出典:
►

【ユーザー事例】全庁横断的な組織で公会計対応方針を議論

公会計システム > 群馬県渋川市

総務部財政課 課長 石北尚史 氏 / 財政係 主査 荒井啓充 氏 / 企画部事務管理課情報管理係 主幹 林 明美 氏

住所
群馬県渋川市石原80
電話
0279-22-2111
面積
240.27平方キロメートル
人口
80,430人(平成28年4月末日現在)
URL
http://www.city.shibukawa.lg.jp/
渋川市は、「日本のまんなかへそのまち」を標榜し、自然が豊かで起伏に富んだ風光明媚なまちだ。古くから交通の要衝として栄え、工業、農業、観光業を主要産業とし、首都圏の奥座敷として知られる「いで湯のまち」である。写真は、伊香保温泉石段街(左)と、渋川へそ祭り(右)

――「統一的な基準による地方公会計」制度へのこれまでの取り組みについてお聞かせください。

石北 渋川市は平成18年2月に6市町村が合併して誕生しました。

 固定資産の情報はそれぞれの市町村がそれまで管理していたデータを合算しただけでしたので、まずは固定資産台帳の整備から始めました。平成27年1月に地方公会計に関係する部署で構成する会議を設け、情報共有と連携を密にすることを確認しました。同年4月にこの会議を「地方公会計整備推進会議」とし、中心的な役割を持たせて、統一的な基準による地方公会計制度の地ならしを進めているところです。

荒井 財政係が会議の事務局をつとめ、27年度には15回の会議を開催しました。ここでの全庁横断的な議論を踏まえ、11月には渋川市としての「地方公会計の統一的な基準への対応方針」を定めることにつながり、これが大きな成果であると捉えています。加えて、日々仕訳に舵を切るために、現行の財務会計システムから「TASKクラウド公会計システム」への移行を結論付けました。

石北尚史 課長

石北尚史 課長

荒井啓充 主査

荒井啓充 主査

対応方針を実現するシステムを選択

――方針について具体的にお聞かせください。

石北 主に三点です。一つは固定資産台帳の整備をしっかり進める。二つ目は日々仕訳による財務書類等を作成する。三つ目に次の段階の財務書類等の積極的な活用を図る――これらを三本柱として位置付けました。

 まず着手したのは、固定資産台帳の整備です。これは平成27年度期首を基準として整備を行い、28年度期首には27年度期中の増減を反映させる予定です。固定資産台帳をしっかりと整備し、日々仕訳による財務書類等を作成することで、適切な資産管理や、予算編成、行政評価などへの積極的な活用につながると考えています。

――TKCシステムを選定したポイントをお聞かせください。

◄

提供データ:
►

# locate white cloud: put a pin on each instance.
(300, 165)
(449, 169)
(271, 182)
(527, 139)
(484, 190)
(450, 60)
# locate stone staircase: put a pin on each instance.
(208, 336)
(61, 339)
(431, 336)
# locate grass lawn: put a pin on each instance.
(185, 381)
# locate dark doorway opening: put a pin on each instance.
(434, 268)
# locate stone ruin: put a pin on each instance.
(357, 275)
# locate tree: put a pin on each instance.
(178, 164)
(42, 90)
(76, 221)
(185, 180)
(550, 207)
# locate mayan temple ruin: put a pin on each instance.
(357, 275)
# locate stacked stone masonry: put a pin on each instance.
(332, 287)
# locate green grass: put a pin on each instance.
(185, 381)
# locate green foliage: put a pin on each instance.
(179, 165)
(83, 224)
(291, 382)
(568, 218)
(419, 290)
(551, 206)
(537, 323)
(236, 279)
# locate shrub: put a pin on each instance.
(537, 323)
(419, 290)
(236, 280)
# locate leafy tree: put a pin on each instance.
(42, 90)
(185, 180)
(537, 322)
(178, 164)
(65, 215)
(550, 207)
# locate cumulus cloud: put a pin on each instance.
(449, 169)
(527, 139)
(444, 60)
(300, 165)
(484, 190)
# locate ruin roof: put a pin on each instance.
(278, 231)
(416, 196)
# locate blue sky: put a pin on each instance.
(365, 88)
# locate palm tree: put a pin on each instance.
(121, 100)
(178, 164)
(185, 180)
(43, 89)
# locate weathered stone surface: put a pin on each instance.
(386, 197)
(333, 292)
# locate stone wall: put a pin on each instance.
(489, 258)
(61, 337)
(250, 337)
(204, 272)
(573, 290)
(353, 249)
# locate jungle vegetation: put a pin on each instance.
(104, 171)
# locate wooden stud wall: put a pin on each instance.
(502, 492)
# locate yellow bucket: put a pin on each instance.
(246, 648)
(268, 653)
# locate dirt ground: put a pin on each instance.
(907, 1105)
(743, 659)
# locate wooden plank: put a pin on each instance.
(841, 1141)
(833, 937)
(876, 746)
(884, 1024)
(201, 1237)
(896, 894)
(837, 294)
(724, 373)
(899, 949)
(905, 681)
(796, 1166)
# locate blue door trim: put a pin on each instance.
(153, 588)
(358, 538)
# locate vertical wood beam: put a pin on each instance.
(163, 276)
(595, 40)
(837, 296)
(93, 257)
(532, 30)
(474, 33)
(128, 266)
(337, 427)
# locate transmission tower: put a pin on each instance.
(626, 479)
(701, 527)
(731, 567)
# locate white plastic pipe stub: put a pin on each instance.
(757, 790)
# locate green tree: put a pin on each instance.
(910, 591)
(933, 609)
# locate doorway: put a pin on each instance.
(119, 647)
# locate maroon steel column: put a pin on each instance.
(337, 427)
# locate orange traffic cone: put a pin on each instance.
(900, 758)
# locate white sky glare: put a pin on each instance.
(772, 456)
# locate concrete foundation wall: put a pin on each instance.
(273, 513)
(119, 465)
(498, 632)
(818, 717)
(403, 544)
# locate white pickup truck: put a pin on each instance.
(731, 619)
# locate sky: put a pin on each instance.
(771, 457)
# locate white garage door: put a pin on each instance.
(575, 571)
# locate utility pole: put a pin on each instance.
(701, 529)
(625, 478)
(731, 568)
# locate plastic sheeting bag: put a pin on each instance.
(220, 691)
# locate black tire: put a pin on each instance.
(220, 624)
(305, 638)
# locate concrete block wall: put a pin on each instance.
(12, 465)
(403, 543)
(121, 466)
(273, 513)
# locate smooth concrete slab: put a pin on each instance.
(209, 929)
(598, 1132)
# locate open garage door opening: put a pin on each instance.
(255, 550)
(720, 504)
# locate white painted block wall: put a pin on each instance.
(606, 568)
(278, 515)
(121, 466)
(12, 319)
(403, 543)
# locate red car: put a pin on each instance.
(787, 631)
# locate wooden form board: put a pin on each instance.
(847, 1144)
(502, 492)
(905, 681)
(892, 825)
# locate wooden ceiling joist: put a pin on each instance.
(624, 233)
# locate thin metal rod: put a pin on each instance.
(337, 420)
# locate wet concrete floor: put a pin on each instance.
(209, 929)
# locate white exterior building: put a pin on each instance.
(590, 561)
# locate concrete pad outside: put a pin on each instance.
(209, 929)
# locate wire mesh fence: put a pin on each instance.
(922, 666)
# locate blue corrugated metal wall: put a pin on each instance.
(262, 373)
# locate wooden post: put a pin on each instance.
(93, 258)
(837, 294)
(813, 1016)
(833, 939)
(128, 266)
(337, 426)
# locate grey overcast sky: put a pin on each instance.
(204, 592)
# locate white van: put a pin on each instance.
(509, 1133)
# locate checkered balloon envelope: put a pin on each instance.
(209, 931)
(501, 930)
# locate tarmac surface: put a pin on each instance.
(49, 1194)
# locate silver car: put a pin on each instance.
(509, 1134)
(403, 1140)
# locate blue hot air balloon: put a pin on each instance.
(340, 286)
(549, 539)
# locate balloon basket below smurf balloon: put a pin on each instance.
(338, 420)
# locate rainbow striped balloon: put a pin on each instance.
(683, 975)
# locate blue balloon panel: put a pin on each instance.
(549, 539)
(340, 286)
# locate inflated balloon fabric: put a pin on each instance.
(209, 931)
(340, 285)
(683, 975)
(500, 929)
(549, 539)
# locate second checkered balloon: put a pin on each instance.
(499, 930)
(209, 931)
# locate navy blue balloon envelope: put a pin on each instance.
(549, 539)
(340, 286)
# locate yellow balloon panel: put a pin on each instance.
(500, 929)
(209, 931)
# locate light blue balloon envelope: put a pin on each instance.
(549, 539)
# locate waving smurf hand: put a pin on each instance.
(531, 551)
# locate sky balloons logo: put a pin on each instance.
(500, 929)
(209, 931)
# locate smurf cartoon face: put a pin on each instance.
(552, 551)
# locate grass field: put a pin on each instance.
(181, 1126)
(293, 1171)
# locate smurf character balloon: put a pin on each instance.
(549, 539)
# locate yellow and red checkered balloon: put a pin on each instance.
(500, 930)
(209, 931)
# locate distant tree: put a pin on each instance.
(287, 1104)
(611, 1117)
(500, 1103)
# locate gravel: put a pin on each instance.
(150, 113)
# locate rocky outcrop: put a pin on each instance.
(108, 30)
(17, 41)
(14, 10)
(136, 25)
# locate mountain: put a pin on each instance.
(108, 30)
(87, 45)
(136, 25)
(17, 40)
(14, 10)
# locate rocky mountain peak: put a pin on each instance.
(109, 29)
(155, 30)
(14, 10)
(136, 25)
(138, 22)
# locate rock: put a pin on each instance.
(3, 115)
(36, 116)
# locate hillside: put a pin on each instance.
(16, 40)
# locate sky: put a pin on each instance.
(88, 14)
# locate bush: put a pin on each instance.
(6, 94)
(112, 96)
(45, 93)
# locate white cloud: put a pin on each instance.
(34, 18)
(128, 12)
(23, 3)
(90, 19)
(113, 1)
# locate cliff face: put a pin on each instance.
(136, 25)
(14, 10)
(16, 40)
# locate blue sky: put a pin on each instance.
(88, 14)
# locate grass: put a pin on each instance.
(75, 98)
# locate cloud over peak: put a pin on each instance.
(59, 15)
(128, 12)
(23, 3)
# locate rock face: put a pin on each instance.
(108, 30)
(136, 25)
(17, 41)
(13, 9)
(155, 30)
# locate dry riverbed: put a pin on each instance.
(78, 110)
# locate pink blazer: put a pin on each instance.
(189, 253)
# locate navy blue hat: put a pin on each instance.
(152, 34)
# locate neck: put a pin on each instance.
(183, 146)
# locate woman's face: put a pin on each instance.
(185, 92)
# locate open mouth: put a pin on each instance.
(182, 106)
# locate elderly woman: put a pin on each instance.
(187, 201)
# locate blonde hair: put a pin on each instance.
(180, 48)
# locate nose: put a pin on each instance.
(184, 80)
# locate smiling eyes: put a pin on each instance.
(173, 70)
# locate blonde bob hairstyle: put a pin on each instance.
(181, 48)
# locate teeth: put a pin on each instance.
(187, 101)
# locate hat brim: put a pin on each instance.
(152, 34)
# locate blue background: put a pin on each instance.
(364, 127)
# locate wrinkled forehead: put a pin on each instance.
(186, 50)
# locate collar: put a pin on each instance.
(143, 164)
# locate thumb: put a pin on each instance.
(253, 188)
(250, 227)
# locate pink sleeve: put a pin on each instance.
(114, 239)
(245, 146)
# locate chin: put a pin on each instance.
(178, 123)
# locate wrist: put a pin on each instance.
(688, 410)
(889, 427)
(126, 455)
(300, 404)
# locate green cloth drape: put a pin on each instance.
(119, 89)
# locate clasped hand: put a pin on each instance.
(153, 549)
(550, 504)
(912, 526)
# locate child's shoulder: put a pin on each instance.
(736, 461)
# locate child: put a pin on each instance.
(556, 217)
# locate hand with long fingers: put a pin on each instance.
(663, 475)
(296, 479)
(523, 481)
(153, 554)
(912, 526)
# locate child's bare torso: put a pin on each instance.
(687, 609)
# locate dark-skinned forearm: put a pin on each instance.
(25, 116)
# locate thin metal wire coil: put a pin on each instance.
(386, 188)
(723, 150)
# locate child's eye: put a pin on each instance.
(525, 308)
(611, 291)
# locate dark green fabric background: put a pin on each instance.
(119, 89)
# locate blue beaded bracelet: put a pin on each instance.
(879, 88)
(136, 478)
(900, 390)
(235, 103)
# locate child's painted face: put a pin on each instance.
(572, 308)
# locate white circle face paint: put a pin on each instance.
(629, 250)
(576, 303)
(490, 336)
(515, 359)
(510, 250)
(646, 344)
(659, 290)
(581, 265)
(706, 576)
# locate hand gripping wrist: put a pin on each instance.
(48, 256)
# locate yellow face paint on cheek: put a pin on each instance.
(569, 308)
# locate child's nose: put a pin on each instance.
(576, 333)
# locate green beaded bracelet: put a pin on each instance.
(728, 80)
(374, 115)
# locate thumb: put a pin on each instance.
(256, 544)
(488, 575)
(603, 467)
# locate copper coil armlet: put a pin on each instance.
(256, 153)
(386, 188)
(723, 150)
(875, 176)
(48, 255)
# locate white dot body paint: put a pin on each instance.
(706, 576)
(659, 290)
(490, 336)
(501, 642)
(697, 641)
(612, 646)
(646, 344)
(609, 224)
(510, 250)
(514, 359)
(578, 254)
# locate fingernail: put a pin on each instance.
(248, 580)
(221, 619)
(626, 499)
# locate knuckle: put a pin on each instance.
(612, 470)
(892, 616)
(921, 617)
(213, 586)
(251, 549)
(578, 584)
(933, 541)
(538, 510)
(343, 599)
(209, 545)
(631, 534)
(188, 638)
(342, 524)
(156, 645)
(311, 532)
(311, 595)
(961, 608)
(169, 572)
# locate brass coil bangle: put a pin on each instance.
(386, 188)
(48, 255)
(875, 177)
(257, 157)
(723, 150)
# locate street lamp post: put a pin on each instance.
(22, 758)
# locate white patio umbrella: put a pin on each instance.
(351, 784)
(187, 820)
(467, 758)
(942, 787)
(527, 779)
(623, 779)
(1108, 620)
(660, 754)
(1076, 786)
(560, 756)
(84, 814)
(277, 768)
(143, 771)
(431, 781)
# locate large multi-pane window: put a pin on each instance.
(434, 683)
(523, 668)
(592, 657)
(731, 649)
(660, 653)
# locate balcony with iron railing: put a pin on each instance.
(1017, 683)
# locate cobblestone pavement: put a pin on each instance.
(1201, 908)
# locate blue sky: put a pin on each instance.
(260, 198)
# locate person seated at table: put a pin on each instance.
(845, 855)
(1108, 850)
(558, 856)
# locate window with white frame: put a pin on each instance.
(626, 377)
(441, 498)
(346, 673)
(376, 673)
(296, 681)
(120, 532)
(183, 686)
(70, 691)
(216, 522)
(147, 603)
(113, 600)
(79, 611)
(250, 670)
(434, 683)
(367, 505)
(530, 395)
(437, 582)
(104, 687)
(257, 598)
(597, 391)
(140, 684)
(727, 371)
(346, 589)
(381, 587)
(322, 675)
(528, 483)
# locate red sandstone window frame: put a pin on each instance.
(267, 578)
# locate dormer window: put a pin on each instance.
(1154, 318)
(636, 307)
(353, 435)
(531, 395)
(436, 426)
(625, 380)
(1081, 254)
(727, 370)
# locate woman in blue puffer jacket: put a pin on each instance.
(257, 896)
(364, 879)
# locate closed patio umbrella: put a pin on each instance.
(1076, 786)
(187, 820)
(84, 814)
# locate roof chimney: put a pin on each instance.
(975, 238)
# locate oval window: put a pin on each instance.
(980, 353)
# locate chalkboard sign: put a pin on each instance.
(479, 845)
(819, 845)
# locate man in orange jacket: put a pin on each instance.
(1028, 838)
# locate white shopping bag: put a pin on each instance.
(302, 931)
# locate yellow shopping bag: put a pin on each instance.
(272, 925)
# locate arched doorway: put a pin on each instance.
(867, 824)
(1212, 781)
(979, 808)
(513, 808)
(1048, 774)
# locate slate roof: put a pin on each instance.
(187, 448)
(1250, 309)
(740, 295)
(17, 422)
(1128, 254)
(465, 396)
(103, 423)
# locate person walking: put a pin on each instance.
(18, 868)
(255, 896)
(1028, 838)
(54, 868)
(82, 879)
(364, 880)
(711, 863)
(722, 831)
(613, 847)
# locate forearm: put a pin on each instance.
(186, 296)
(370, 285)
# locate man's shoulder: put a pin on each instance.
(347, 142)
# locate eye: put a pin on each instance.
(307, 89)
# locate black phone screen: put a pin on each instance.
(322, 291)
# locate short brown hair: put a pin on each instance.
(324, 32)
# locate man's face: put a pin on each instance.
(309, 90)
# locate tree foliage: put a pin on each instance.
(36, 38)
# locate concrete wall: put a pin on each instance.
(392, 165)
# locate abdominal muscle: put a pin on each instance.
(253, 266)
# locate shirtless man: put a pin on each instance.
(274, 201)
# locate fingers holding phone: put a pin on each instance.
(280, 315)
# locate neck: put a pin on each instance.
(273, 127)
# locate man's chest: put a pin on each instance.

◄

作業内容:
1. 渋川市の記事について、次の問いに答えよ。
(a) 渋川市は平成何年何月に、いくつの市町村が合併して誕生したか。
(b) 27年度に開催された会議は何回か。
(c) 対応方針の三本柱のうち、三つ目は何か。
2. 渋川市の記事の続きを、最後の問いの後から書け。
データは使わなくてよい。

各設問の回答:
1.
(a) 平成18年2月に、6市町村が合併して誕生した。
(b) 15回。
(c) 次の段階の財務書類等の積極的な活用を図ること。

2.
荒井 選定の条件の一つに、財務会計と公会計を一体として、伝票入力から財務書類の作成まで可能なシステムを挙げました。現行システムで公会計に対応するには、執行伝票の起票とは別にシステムを起動し仕訳入力するなど、かなり非効率な運用になりそうでした。そのような仕訳業務が決算書作成の繁忙期に重なった場合に果たして運用可能なのか、気になりました。

 また、総務省では毎年9月末までに財務書類を公表することが望ましいとしています。そこで、職員にできるだけ負担がかからないようにするために、伝票と仕訳が一体的なシステムで日々仕訳できることが選定では重要な基準となりました。

石北 複式簿記を理解している職員が少ない中で、職員一人一人が正確に仕訳を起こすことはおそらく困難でしょう。期末一括仕訳による事務負担を考えると日々仕訳を選択することが正しいのですが、職員に正確な仕訳を起こしてもらえるか、これが非常に大きな課題でした。しかし、TKCのシステムは日々の正確な仕訳が自動化され、職員の負担が少ないので、この課題が解決できる。そこがポイントでした。

 仕訳の自動化だけでなく、起票するタイミングで固定資産まで登録できることもポイントになりましたね。職員が漏れなく、また間違いなく入力できる仕組みができていました。

荒井 そうですね。起票したら画面遷移して固定資産の登録もできる一体的なシステムをなかなか見つけられませんでした。TKCシステムはそれが可能だった点が最終的な決定打になりましたね。自分たちが定めた方針を実現できるのはこれしかない、と結論しました。

 また選定を進める中で、①TKCシステムがLGWANクラウド方式を採用している、②提供実績も豊富である、③データセンターも自社運用で、情報セキュリティー基準を満たしている点も評価しました。

――今後の計画についてお聞かせください。

林 明美 主幹

林 明美 主幹

荒井 推進会議も2年目を迎え、今後は方針に掲げているとおり、 “財務書類等の積極的な活用”を検討することとなります。例えば施設別の老朽化比率を予算編成の判断材料にするなど、財務書類の具体的な活用方針を定めていきます。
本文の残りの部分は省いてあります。